--- start ---
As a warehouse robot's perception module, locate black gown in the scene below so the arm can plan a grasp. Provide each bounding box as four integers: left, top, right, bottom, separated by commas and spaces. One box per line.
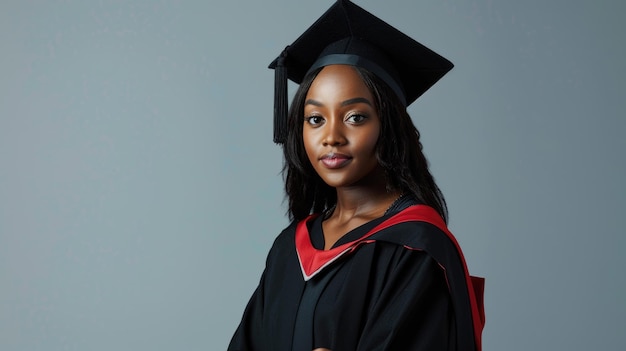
228, 201, 484, 351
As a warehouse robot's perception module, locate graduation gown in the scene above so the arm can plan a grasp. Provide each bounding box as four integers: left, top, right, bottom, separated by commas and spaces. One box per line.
228, 204, 484, 351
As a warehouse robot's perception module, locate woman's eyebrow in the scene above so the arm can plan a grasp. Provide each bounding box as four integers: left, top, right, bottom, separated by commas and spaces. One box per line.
304, 99, 324, 107
341, 97, 372, 106
304, 97, 372, 107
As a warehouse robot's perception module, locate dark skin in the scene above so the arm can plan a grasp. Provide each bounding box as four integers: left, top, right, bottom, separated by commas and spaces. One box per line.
303, 65, 400, 250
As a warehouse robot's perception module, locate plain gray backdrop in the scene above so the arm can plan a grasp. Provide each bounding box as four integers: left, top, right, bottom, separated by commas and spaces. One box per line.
0, 0, 626, 351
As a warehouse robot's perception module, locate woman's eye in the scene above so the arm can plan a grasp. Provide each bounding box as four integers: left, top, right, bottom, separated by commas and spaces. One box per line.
346, 115, 367, 124
305, 116, 324, 126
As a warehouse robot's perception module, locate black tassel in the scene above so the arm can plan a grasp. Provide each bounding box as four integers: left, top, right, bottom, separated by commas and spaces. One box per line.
274, 49, 289, 144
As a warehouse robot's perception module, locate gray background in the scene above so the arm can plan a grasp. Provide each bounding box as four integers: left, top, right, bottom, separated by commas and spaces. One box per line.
0, 0, 626, 351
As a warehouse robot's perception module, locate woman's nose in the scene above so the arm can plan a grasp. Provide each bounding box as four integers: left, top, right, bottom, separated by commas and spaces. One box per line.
322, 121, 346, 146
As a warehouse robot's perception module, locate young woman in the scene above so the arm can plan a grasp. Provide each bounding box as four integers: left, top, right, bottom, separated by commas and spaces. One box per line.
229, 1, 484, 351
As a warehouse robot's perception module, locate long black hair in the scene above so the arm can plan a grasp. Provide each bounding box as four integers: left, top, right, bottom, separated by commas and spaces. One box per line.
283, 67, 448, 222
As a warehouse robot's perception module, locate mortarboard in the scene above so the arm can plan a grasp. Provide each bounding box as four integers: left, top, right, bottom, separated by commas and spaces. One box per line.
269, 0, 453, 144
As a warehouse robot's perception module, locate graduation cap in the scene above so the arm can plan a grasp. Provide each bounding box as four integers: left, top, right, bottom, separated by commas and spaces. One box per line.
269, 0, 453, 144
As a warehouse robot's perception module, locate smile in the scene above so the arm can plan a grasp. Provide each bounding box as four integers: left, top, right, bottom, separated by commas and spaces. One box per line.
320, 153, 352, 169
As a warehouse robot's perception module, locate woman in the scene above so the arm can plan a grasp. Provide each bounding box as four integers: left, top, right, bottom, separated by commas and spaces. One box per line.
229, 1, 483, 351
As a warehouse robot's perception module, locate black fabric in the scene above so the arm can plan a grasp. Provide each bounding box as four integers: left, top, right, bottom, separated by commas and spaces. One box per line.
228, 200, 474, 351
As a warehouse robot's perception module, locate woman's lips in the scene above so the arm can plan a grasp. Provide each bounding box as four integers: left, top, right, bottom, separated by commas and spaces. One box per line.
320, 153, 352, 169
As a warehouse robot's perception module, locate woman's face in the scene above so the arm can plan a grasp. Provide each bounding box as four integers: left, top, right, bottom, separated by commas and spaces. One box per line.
302, 65, 380, 187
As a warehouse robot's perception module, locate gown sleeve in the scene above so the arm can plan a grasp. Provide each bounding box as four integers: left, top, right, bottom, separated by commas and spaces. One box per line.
357, 247, 456, 351
228, 272, 265, 351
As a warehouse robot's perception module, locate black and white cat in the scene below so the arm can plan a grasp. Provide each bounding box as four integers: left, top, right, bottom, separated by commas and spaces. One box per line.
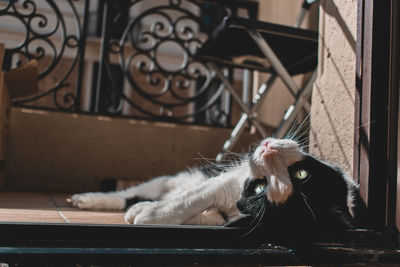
71, 138, 365, 234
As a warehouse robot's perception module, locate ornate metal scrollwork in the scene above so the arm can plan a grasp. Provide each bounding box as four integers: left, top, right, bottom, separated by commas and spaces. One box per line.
0, 0, 241, 125
0, 0, 85, 110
--- end ---
__OBJECTIVE__. Reproduce every line above verbatim and in the same order, leaving out the pictures.

__SOLUTION TO THIS PROBLEM__.
As a warehouse robot's perception module, locate black gown in the scene below so the arm can plan a grasp. Provide each bounding box as four integers: left, top, right, bottom, separated by commas and spaces. One box per line.
228, 201, 484, 351
As a warehouse robot's perception module, locate graduation gown in the scene above so the arm can plan a grasp. Provide each bounding box as four integers: left, top, right, bottom, separated by commas and spaces. One box per line.
228, 204, 484, 351
As a warehouse robot's perception module, locate woman's eyebrow in the scene above so the arm can plan a grasp. Provide each bounding box as four integers: left, top, right, bottom, separated by commas and spaces. One box per line.
304, 99, 324, 107
341, 97, 372, 106
304, 97, 372, 107
As a warehouse robot's perception module, locate dark skin in the scene above so the arm can plan a grasp. Provide each bounding box as four integers: left, top, right, bottom, separated by commas and spaces. One box per line.
303, 65, 400, 250
As a warehouse robot's perception module, locate plain gray backdrop in the scene above so the arm can plan a grasp. Provide each bounding box as four integers: left, top, right, bottom, separated by commas and spaces. One box per line.
0, 0, 626, 351
As a warehouse robot's perception module, locate woman's eye in the scene above so the arm can plan a grasp. Provide each bounding box as four integers: left, top, right, bottom, separated by commas and spaces. One box per line.
346, 115, 367, 124
305, 116, 324, 126
As a warehouse robot's perception module, locate black tassel in the scene above so the arm can plan a grasp. Provide each bounding box as four integers: left, top, right, bottom, separated by commas and spaces. One box per line.
274, 49, 289, 144
As a warehouse robot's perception module, locate gray background in the scene above so the arm can plan a grasp. Provide each bounding box as four integers: left, top, right, bottom, separated by commas and spaces. One box per line.
0, 0, 626, 351
As a warehouse robot's perception module, locate woman's nose in the scene above so the arm can plan a grasp. Provide each bounding box as four integers: left, top, right, bottom, separated by commas and spaces. One box per line.
322, 121, 346, 146
As a warehouse robot's perception module, locate young woman in the scene above so the arm can plan a grasp. Provide each bounding box as four integers: left, top, right, bottom, separated by commas and spaces. One box per line.
229, 1, 484, 351
As a warehouse robot's perception module, locate long black hair in the scene above so the arm can plan a grasp. Provide each bounding box as four integers: left, top, right, bottom, separated by commas and spaces. One box per line.
283, 67, 448, 222
As a warehouse robot's perception module, locate mortarboard in the scene above so the arm can plan a grasp. Provide each bounding box as four integers: left, top, right, bottom, separated by commas and spaces. One box per line.
269, 0, 453, 144
As a warehouse robot's perception module, locate graduation cap in the scene above so the arm can plan a grasp. Provide each bounding box as four integers: left, top, right, bottom, separated by commas and spaces. One box per line.
269, 0, 453, 144
As a warehouse robot's perception module, locate smile in the scene above so the arm can plan a grasp. Provide each bounding box as four integers: left, top, right, bottom, separated by commas and spaces. One box per line.
320, 153, 352, 169
As a warehouse robot's perception module, locate woman in the scene above so the arm can plan a grasp. Provide each bounding box as four integers: left, top, right, bottom, separated by commas and spaces. One box per line.
229, 1, 483, 351
As a warehouse robot's perception module, locate black fabric in the scene above so the arm can plan a grasp. Provide each bounding box as four integers: left, top, right, bottom, separated by commas and spaces. One box per line.
228, 200, 474, 351
As a warehouse robot's perception module, locate woman's lips in the scene above so the arm can plan a grasp. Provide each bounding box as four integers: left, top, right, bottom, separated by commas and spaces. One box per line.
320, 153, 352, 169
As a warehouse robot's perception module, locate woman's face in the scene above so the arm can plan a grasp. Provide each bounding box as four integers: left, top, right, bottom, separated by commas and spaces. One box per line.
302, 65, 380, 187
As a warehouse robot's perception module, locate gown sleeve in the scene above so the arm can plan a grasp. Provide each bounding box as four integers: left, top, right, bottom, separated by commas and spaces. One box per line.
357, 247, 456, 351
228, 272, 265, 351
As a warehouse robot's perception module, locate black and white cat in the scene below so the arm can plan a grasp. Provide each bounding box as four integers: left, top, right, bottom, separated by commas and spaces. One box per line.
71, 138, 365, 234
As a warehouse robot's perception module, locate ornate metal scrollwork in the scene above so the arm can plan a grasp. Provide each bounding box as four integers: left, top, right, bottom, separated by commas and spaces. One box per line.
0, 0, 241, 125
0, 0, 85, 110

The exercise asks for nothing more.